Exercises
1. Quote the review word for word, from "HER PRIVATE LETTERS" to "her stories charm.".
2. According to the review, which young actor did Belletti insist that Goldwyn hire?

Text section
* start *
HER PRIVATE LETTERS FROM INSIDE THE STUDIOS OF THE 1920S

Belletti, alas, was a prosaic stylist, but her ingenuous point of view lends her stories charm.

Snapshots from Hollywood’s early days.

The film business may have boomed in the 1920s, but Samuel Goldwyn’s secretary Valeria Belletti still had enough down time to get off long letters to lifelong friend Irma Prima back in New York City. Belletti’s correspondence survives, presented here with film scholar and author Beauchamp filling in background notes on some of the films and filmmakers Belletti mentioned to her friend. Belletti wrote to Irma that she approached Goldwyn with trepidation since he had a reputation for being a terror. Mrs. Goldwyn soon told Valeria the mogul liked her—after all, hadn’t he entrusted her to order bootleg booze for one of his parties? Belletti also got to know the stars on the Goldwyn lot—Ronald Coleman, Rudolph Valentino and an awkward, shy young actor she insisted Goldwyn hire, Gary Cooper. (Her potential courtship with Cooper faded as he headed to stardom.) Belletti also told her friend what was happening on and off the set. Especially poignant is an anecdote about Belle Bennett, who arrived to play the eagerly sought title role in Stella Dallas on the same day her teenaged son died of a sports injury. A single mother, Bennett had told people the boy was her brother. Writing about her personal life, Belletti often falls into a dullish “I’m fine/how are you” tone. However Bohemian her friends may have been, their behavior never rivaled that of their often scandalous Hollywood neighbors. “We sat in front of a big fireplace,” Belletti writes of an afternoon tea, “and had an enjoyable afternoon.”
* end *
Data section
* start *
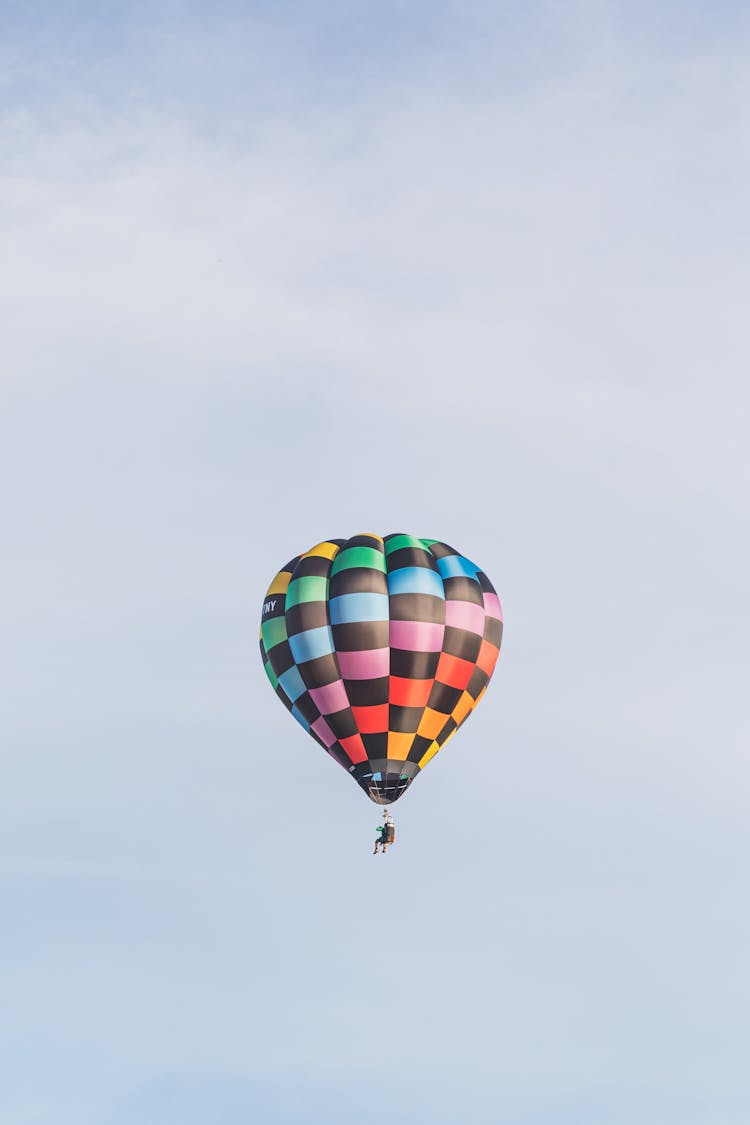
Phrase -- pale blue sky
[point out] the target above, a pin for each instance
(278, 272)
* end *
Completed exercise
1.
HER PRIVATE LETTERS FROM INSIDE THE STUDIOS OF THE 1920S

Belletti, alas, was a prosaic stylist, but her ingenuous point of view lends her stories charm.

2. Gary Cooper